Reproduce each of the rows below word for word, leaving nothing out.

(Object point labels)
□ □ □ □

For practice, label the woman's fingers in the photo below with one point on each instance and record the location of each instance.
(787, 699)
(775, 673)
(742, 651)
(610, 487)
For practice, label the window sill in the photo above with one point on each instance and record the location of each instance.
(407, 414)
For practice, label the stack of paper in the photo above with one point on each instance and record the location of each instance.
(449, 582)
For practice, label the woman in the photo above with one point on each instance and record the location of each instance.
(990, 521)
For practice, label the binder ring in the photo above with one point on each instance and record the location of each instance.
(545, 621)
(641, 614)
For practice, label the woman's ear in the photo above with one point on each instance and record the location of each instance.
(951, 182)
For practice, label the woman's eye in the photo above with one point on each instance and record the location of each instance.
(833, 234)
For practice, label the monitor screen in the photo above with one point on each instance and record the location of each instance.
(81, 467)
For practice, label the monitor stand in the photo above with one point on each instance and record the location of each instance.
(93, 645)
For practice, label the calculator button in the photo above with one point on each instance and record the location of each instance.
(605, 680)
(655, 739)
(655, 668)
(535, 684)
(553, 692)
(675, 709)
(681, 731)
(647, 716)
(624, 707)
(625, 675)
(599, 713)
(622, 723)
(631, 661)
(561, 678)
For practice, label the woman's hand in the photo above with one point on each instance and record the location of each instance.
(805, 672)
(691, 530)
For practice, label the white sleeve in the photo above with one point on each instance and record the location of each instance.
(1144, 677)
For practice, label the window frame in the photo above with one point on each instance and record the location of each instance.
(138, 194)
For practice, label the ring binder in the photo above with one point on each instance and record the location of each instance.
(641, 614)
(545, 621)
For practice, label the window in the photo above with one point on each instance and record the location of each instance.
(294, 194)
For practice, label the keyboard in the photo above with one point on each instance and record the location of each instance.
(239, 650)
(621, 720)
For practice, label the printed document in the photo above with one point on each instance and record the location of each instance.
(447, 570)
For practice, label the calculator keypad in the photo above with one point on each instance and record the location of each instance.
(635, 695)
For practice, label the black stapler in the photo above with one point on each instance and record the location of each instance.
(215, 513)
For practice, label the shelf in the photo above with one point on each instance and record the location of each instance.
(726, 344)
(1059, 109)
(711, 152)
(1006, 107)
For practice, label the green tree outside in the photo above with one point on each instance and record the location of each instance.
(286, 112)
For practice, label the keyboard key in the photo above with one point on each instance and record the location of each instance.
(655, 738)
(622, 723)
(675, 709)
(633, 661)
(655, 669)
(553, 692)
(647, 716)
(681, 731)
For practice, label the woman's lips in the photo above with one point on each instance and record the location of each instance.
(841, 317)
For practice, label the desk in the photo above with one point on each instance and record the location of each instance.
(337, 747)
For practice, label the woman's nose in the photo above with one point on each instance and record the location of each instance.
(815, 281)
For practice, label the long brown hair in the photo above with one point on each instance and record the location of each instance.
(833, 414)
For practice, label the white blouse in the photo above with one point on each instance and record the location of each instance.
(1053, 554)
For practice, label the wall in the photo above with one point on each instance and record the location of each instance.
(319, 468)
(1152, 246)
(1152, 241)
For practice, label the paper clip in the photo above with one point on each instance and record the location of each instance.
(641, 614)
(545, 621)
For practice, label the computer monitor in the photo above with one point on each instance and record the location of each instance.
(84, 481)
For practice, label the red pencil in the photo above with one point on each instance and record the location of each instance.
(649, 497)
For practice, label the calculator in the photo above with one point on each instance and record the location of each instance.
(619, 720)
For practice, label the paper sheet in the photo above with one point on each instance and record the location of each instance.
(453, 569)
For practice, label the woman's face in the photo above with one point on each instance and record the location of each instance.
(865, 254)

□ □ □ □

_FINISHED EXERCISE_
For practice, label the woman's fingers in the photo below with one point on each instance and record the location of each instance.
(787, 699)
(775, 673)
(742, 651)
(610, 487)
For practice, label the window sill in the photo above with one point on each instance and record the location of each instance.
(407, 414)
For practice, label the stack of paper in the photo above with one point on each instance and record the location of each instance.
(449, 582)
For practice, label the woman in the photo above with one point on each instance and record the location of each instance.
(990, 521)
For practice, label the binder ring in the photo above with one point on each instance and record the location of each instance.
(545, 621)
(641, 614)
For practice, label the woman's ear in the photo above with one point on each instance and record the location of each instance.
(951, 182)
For practice, label the woman's eye in the photo above with one point on each instance and record the location of each instance.
(833, 234)
For practice, label the monitor screen in the photo above with one point on each instance and record the location of each instance.
(81, 467)
For practice, label the monitor stand in the photo above with one point on each instance and record the location of each instance.
(93, 645)
For practice, label the calculator button in the photo above with one point on each instance and record the location of each instance.
(605, 680)
(655, 739)
(655, 668)
(535, 684)
(553, 692)
(675, 709)
(681, 731)
(647, 716)
(624, 707)
(625, 675)
(599, 713)
(622, 723)
(631, 661)
(561, 678)
For practice, label the woman's hand in the photo above with one point on each instance and record the location of each instance.
(805, 672)
(691, 530)
For practice, label the white sleeve in the photo above with one point on each instance and record the location of each instance.
(1144, 677)
For practice, label the window frame in the photo above with one point on each instance and record the location of each instance.
(138, 194)
For practice, label the ring binder in the photo above with one point on each instance and record the location of each instance.
(641, 614)
(545, 621)
For practice, label the window in the photo above with one point on each instance and record the location of each instance.
(294, 194)
For practice, label the keyboard in the photo above with one point on each instance and record the location of each instance.
(239, 650)
(621, 720)
For practice, label the printed document in the photo above with one point on each instance and record the location of each instance.
(447, 570)
For practice, label the calculator keypad in the photo above with one point on each instance and record the location of each instance.
(635, 695)
For practice, label the black stapler in the photo above with one point on each instance and record the location of each instance.
(215, 513)
For practice, label the shelf in the photo above with one point on each instance and record the location of each instance.
(726, 344)
(1059, 109)
(711, 152)
(1006, 107)
For practice, label the green tree outside in the photo above with one point on each instance and record the location of each instance.
(286, 112)
For practice, label the keyboard key in the photo above with one point on each instance and record the location of each instance.
(655, 738)
(622, 723)
(675, 709)
(633, 661)
(655, 669)
(553, 692)
(647, 716)
(681, 731)
For practice, label the woman's lips in the photo above with one point on each instance and record the location of each instance.
(841, 317)
For practice, label the desk in the photo above with one point on each instance and record the location of each instance.
(337, 747)
For practice, label the woman's nose in the photo above with one point on each instance and record the location of each instance.
(815, 281)
For practice, label the long brown hair in the photo above with one point on each instance and record the location of each instance.
(833, 414)
For practice, label the white blouse in the photo above with one point on each instance and record the location of each instance.
(1053, 554)
For practice, label the wall in the photo above with one point on each instance and record the location of each instance.
(319, 468)
(1152, 246)
(1152, 241)
For practice, label the paper clip in the photo above with one point on each instance and record the location of each instance.
(641, 614)
(545, 621)
For practice, label the computer monitor in the photo above with one point on each instance and record the location of each instance.
(84, 481)
For practice, label the red pencil in the photo above with one point on each instance and record the location of each instance.
(649, 497)
For practice, label the calculator in the photo above with one point on each instance and record the location of each instance.
(619, 720)
For practice, label the paper sheet in the photo above with one point on each instance and record the location of each instance.
(453, 569)
For practice, label the woman's face in the photo above with one point on each instance and record the location of each instance.
(865, 254)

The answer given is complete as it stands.